NAPOLI – Dopo il successo al Festival di Venezia con la presentazione del documentario “NINO. 18 GIORNI”, Nino D’Angelo conclude il suo tour estivo “I MIEI MERAVIGLIOSI ANNI ’80” con due imperdibili concerti a Napoli oggi e domani, giovedì 11 e venerdì 12 settembre, nella suggestiva e simbolica cornice di Piazza del Plebiscito. L’artista celebrerà insieme al pubblico le sue canzoni, ripercorrendo oltre quarant’anni di carriera e i grandi successi degli anni ’80, reinterpretati con l’energia e la sensibilità di oggi. Partito a giugno da Palermo, il tour ha attraversato tutta Italia, da Firenze a Roma, passando per Genova, Torino, Agrigento, Pescara e molte altre città, raccogliendo consensi entusiasti ovunque. Nino, il “ragazzo della curva B”, ha portato sul palco brani indimenticabili come A’ Discoteca, Popcorn e Patatine, Maledetto Treno e Napoli, l’indimenticabile storico inno della squadra azzurra.

**Voci dell'esercizio:**
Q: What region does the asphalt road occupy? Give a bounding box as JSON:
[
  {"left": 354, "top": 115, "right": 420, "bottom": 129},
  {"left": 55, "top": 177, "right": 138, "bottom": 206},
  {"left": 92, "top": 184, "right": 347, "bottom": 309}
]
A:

**Consegne dell'esercizio:**
**A)** Secondo il brano, da quale città è partito a giugno il tour estivo di Nino D'Angelo?
**B)** Conta le righe delle voci che contengono la stringa "right", tenendo conto di maiuscole e minuscole. Scrivi soltanto il numero.

**Soluzioni:**
**A)** Da Palermo.

**B)** 3